_Extrait du texte_
• • • •

Dès l'entrée dans le hall du théâtre, nous voilà plongés dans l'univers de la pièce : une exposition d'objets du quotidien de la famille, entre armoire à pharmacie et post-its du frigo, dessins d'enfant et message enregistré sur le répondeur, le cadre est posé : la réalité toute simple d'un foyer "comme les autres"? Pas sûr... tranquillisants par-ci, courrier d'une société de crédit de l'autre.. premiers indices...
Le décor sur le plateau confirme la tendance, un hyper-réalisme, autour d'une famille contemporaine, multi-ethnique.

Les dialogues également, sonnent "quotidien", la langue de tous les jours, des petits déjeuners plus vrais que nature... un parti pris de montrer le quotidien dans ses moindres détails pour mieux en révéler les failles... car ces personnages (qui gardent certains secrets) révèlent bien des problèmes.

Du couple qui se fissure au surendettement, des relations parents-enfant-grand-mère malade, aux  patientes du docteur... tout explose sous le joli verni de cet intérieur qui se décompose peu à peu ...et autour de cette femme qui sombre, personne ne voit rien...
Et comme ces personnages nous cachent à nous aussi beaucoup de choses, c'est à chacun de se faire sa propre petite histoire sur tout ce qui a pu conduire Emma à en arriver là.

• • • •

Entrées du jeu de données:
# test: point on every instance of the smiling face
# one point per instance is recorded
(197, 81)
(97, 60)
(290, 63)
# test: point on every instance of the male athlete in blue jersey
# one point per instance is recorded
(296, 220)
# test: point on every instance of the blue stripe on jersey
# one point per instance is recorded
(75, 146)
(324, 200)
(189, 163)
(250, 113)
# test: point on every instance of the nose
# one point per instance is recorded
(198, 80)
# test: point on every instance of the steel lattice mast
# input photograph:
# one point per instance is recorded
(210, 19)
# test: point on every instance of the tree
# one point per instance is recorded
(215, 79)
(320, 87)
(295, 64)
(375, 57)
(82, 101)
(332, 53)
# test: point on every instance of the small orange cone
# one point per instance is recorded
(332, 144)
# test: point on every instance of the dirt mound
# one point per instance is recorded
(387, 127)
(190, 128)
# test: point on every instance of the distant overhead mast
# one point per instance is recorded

• • • •

_Questions et exercices_
(a) Selon le texte sur la pièce, qu'est-ce qui est exposé dans le hall du théâtre ?
(b) D'après le texte sur la pièce, pourquoi la mise en scène montre-t-elle le quotidien dans ses moindres détails ? Répondez en une à trois phrases.
(c) Prolongez le texte sur la pièce en reprenant juste après sa dernière phrase.

_Réponses par numéro_
(a) Des objets du quotidien de la famille.

(b) Ce parti pris sert à mieux révéler les failles de ce quotidien. Les personnages, qui gardent certains secrets, révèlent en effet bien des problèmes.

(c)
Après un temps d'adaptation au début de la pièce face à cet hyper-réalisme, les marques par exemple qui font irruption dans les dialogues, cela surprend, mais aussi s'y  retrouver dans les flash - backs et autour de ce fantôme (?) blanc m'a laissée un peu sans réponse , je me suis prise au jeu de cette "enquête", guettant les indices révélateurs du mal-être d'Emma. Les scènes s'enchaînent, le temps remonte - ré-avance- recule, saisissant à chaque fois quelques instants du quotidien de cette famille, qui, mis bout à bout, finissent par nous conduire à comprendre ce suicide.


A noter également l'efficacité du travail des lumières, qui soulignent en particulier les ellipses temporelles.
Autour de Boutaïna El Fekkak dans le rôle d'Emma, l'ensemble de la distribution est à saluer, j'ai trouvé vraiment intéressant ce choix de conception du spectacle et cette écriture particulière qui en est le cœur, bref, une compagnie à suivre!.